### Zu erledigende Aufgaben:
[A] Wo fand laut dem Text über Trumps Rom-Besuch das Präsidenten-Lunch mit Paolo Gentiloni statt?
[B] Schreibe aus dem Text über Trumps Rom-Besuch den Abschnitt von „Was Trump ihm“ bis einschließlich „Taormina zu stellen.“ wortgetreu ab.

Die Haltung Trumps hatte sich schon während der Rom-Visite des US-Präsidenten am Mittwoch herauskristallisiert und war dem italienischen Premier Paolo Gentiloni beim Präsidenten-Lunch in der US-Residenz Villa Taverna aufgetischt worden. Dorthin war Gentiloni gebeten worden.
Was Trump ihm genau sagte, blieb zum Großteil vertraulich. Nur wenig lässt sich aus der italienischen Presse ablesen. Einigkeit zwischen den beiden Regierungschefs herrschte darüber, den „Kampf gegen den internationalen Terrorismus“ ins Zentrum der gemeinsamen Bemühungen und damit das Thema Sicherheit ganz oben auf das Arbeitsprogramm der sieben Mächtigen in Taormina zu stellen.

### Gespeicherte Daten:
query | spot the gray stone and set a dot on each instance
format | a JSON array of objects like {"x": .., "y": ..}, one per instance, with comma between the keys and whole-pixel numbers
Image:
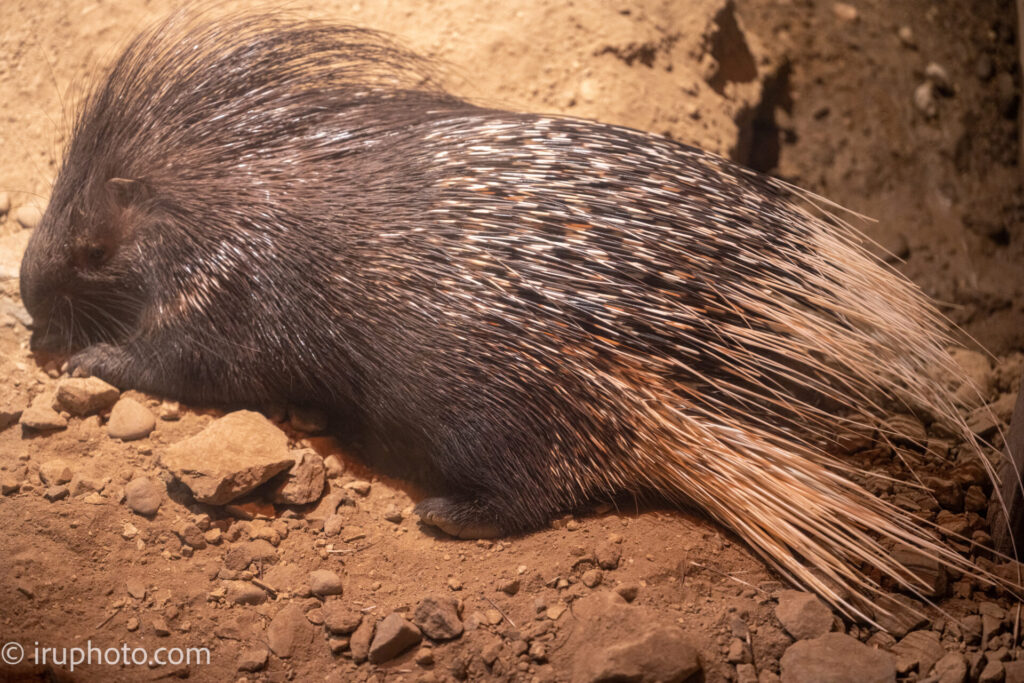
[
  {"x": 616, "y": 642},
  {"x": 229, "y": 458},
  {"x": 324, "y": 583},
  {"x": 85, "y": 395},
  {"x": 339, "y": 619},
  {"x": 394, "y": 636},
  {"x": 304, "y": 481},
  {"x": 358, "y": 644},
  {"x": 438, "y": 617},
  {"x": 836, "y": 657}
]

### Gelöste Aufgaben:
[A] In der US-Residenz Villa Taverna.

[B]
Was Trump ihm genau sagte, blieb zum Großteil vertraulich. Nur wenig lässt sich aus der italienischen Presse ablesen. Einigkeit zwischen den beiden Regierungschefs herrschte darüber, den „Kampf gegen den internationalen Terrorismus“ ins Zentrum der gemeinsamen Bemühungen und damit das Thema Sicherheit ganz oben auf das Arbeitsprogramm der sieben Mächtigen in Taormina zu stellen.